### ТЕКСТОВЫЙ ФРАГМЕНТ
+ + + +

После терактов в Париже у многих на Западе возникли иллюзии относительно общего фронта с Россией против ИГИЛ, что создало бы для Москвы неплохие возможности конвертации такого взаимодействия в снятие санкций и восстановление полномасштабного сотрудничества. Его начало было заложено визитом президента Франции Олланда в Москву в конце ноября и договоренностями о взаимодействии между российскими и французскими военными, включая координацию целей для бомбардировок. Но Москва упорно продолжала бомбить сирийскую оппозицию, изредка нанося удары по позициям ИГИЛ, что возмутило даже министра обороны Франции Ле Дриана, а потом и президента Олланда. Трудно понять, почему было решено пожертвовать таким козырем.
Наступление на Алеппо, где не было ИГИЛ, и эскалация российских бомбардировок на севере и северо-западе Сирии с акцентом на разрушении гражданской инфраструктуры для выдавливания мирного населения окончательно развеяли иллюзию относительно совместных с Россией действий против ИГИЛ и обнажили истинные цели Москвы в Сирии - силовое навязывание отвечающего российским интересам урегулирования с подавлением вооруженного сопротивления оппозиции.

+ + + +

### ИСХОДНЫЕ ДАННЫЕ
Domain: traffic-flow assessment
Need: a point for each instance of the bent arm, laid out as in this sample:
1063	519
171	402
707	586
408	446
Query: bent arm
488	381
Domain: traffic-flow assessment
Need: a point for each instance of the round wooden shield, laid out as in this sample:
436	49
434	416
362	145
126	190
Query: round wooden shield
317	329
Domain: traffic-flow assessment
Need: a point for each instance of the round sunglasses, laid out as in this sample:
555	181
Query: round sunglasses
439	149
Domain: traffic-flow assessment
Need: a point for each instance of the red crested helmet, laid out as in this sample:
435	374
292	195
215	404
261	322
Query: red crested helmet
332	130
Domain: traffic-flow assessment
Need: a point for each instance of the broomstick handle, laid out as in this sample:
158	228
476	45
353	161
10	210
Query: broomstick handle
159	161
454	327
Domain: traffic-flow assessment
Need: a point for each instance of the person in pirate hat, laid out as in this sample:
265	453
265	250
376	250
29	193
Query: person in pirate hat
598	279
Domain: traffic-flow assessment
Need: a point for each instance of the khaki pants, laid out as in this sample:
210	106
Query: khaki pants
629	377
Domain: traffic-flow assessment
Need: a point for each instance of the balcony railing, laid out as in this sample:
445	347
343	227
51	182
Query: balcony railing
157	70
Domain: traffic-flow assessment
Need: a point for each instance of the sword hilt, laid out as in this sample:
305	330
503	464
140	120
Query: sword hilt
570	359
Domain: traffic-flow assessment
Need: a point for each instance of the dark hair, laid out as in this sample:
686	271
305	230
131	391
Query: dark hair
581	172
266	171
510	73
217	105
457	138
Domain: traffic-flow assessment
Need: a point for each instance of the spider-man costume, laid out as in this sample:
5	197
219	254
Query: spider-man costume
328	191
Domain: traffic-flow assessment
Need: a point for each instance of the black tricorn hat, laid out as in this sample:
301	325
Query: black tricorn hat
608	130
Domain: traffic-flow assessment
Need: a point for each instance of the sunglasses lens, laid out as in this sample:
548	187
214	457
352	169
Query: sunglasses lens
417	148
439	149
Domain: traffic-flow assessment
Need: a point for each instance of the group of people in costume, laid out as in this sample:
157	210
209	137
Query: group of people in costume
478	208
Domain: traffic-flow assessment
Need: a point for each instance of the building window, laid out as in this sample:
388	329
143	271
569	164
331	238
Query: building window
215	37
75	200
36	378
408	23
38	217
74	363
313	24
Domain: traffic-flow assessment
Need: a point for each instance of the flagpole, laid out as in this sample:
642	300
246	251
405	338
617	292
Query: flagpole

+ + + +

### СПИСОК ЗАДАНИЙ
1. Перепишите из текста о действиях России в Сирии отрывок, начиная со слов «После терактов в» и вплоть до слов «пожертвовать таким козырем.».
2. Продолжите текст о действиях России в Сирии, начав сразу после его последнего предложения.

### ОТВЕТЫ НА ЗАДАНИЯ
1.
После терактов в Париже у многих на Западе возникли иллюзии относительно общего фронта с Россией против ИГИЛ, что создало бы для Москвы неплохие возможности конвертации такого взаимодействия в снятие санкций и восстановление полномасштабного сотрудничества. Его начало было заложено визитом президента Франции Олланда в Москву в конце ноября и договоренностями о взаимодействии между российскими и французскими военными, включая координацию целей для бомбардировок. Но Москва упорно продолжала бомбить сирийскую оппозицию, изредка нанося удары по позициям ИГИЛ, что возмутило даже министра обороны Франции Ле Дриана, а потом и президента Олланда. Трудно понять, почему было решено пожертвовать таким козырем.

2.
В отличие от Асада, Москва не стремится к полной военной победе в Сирии. России нужно устраивающее ее дипломатическое решение, которое было бы признано легитимным Западом и региональными державами, при том, что сохранение у власти самого Асада в таком раскладе для Москвы не имеет принципиального значения.
Внезапные угрозы
Однако сформированная Москвой параллельная реальность - уничтожение сирийской оппозиции под предлогом борьбы с ИГИЛ - теперь создает неожиданные проблемы в виде угрозы наземной операции Турции и Саудовской Аравии в Сирии. Интервенция тоже под предлогом борьбы с ИГИЛ, но и одновременно для защиты сирийской оппозиции и борьбы с курдами.
Россия говорит, что нельзя делить террористов на плохих и хороших, но для Турции террористы - это вооруженные отряды сирийских курдов (которых уже обстреливает турецкая артиллерия), а для Саудовской Аравии и Израиля террористы - это отряды «Хезболлы» и иранского спецназа.
Ничто не мешает Турции (сосредоточившей на границе с Сирией до 14 механизированных и танковых бригад) и Саудовской Аравии через контролируемый ИГИЛ участок границы, не вступая в контакт с сирийской армией, начать прямое наступление на столицу ИГИЛ Ракку, параллельно создавая зону безопасности для мирного населения и сил оппозиции.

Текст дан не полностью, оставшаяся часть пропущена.